• [Passage shown]:
A Kenya Airways jet with 179 aboard slams into the ocean off the Ivory Coast moments after takeoff.
A Kenya Airways jet carrying 169 passengers and 10 crew members crashed into the sea Sunday night, shortly after takeoff from Abidjan. At least nine survivors were pulled from the water, officials said.
The plane, an Airbus 310, took off at 9:08 p.m. (4:08 p.m. EST) and crashed into the Atlantic Ocean just one minute later, according to George Dapre Yao, head of air traffic at Abidjan's Felix Houphouet-Boigny Airport.
Kenya Airways Flight 431 carried 167 adult passengers and two children, Yao said. Officials said the crash was under investigation and declined to speculate on why the plane went down.
Samuel Ogbada Adje, a Nigerian who survived the crash, said the plane started having problems as soon as it took off.
"It wasn't quite balanced, and the next thing we knew we were in the water," said Adje, wrapped in a blanket at an Abidjan port after being plucked from the water by rescuers. He managed to swim out of the wreckage, but said the rescue effort had been a disaster.
"If they had come sooner, a lot of us would have been saved. We waited two hours for people to rescue us," he said angrily before being pushed into an ambulance and driven away.
The U.S. Embassy in Nairobi said there was an American on board but did not know whether he was among the survivors.
In Nairobi, Steve Clarke, technical director of Kenya Airways, said the plane took off in Nairobi but could not make a scheduled landing in Lagos, Nigeria, because of bad weather. The bad weather this time of year in West Africa is related to a phenomenon known as the harmattan _ sand blown south from the Sahara Desert and the Sahel.
The plane then landed in Abidjan to pick up passengers and was headed back to Nairobi, via Lagos, when it crashed.
Clarke, said most of the passengers were believed to be Nigerians. The route is popular among Nigerians heading to Dubai for duty-free shopping.
"The aircraft started its initial climb with no problem and then suddenly descended," Clarke said.
Six or seven survivors were found early today floating in the wreckage off Abidjan, said Raymond Kesse, an official with the Ivorian Red Cross. He said they were picked up by boats and taken to an area hospital.

• [What you should do]: Set down the passage from the Kenya Airways crash report from the words "A Kenya Airways jet with" up to and including the words "Felix Houphouet-Boigny Airport.", copying it word for word.

• [Entries provided]:
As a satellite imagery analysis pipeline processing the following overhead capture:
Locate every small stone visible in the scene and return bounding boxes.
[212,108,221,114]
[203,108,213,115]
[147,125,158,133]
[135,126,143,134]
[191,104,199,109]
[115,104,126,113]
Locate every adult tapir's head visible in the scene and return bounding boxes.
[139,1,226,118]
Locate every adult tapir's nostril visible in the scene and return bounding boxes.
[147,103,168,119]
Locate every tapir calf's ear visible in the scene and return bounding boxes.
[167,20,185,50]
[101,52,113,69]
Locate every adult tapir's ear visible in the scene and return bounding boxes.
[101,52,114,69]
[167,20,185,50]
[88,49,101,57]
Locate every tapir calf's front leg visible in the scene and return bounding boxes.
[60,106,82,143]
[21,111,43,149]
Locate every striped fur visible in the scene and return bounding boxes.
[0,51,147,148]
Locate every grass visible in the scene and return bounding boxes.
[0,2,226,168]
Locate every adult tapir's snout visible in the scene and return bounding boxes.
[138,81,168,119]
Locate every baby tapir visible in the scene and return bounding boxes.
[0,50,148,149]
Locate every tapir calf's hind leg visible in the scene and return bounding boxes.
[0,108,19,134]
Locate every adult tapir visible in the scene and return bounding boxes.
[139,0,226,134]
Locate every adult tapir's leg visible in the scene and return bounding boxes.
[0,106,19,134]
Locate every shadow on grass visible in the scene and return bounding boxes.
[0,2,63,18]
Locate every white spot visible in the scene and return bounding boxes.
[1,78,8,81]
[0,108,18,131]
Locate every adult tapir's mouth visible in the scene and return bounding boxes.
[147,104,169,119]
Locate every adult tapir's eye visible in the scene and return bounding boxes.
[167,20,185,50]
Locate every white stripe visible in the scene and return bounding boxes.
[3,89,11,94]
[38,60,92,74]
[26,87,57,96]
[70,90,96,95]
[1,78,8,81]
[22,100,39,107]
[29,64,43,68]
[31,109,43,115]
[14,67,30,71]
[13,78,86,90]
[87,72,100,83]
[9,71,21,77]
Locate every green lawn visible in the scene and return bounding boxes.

• [Written response]:
A Kenya Airways jet with 179 aboard slams into the ocean off the Ivory Coast moments after takeoff.
A Kenya Airways jet carrying 169 passengers and 10 crew members crashed into the sea Sunday night, shortly after takeoff from Abidjan. At least nine survivors were pulled from the water, officials said.
The plane, an Airbus 310, took off at 9:08 p.m. (4:08 p.m. EST) and crashed into the Atlantic Ocean just one minute later, according to George Dapre Yao, head of air traffic at Abidjan's Felix Houphouet-Boigny Airport.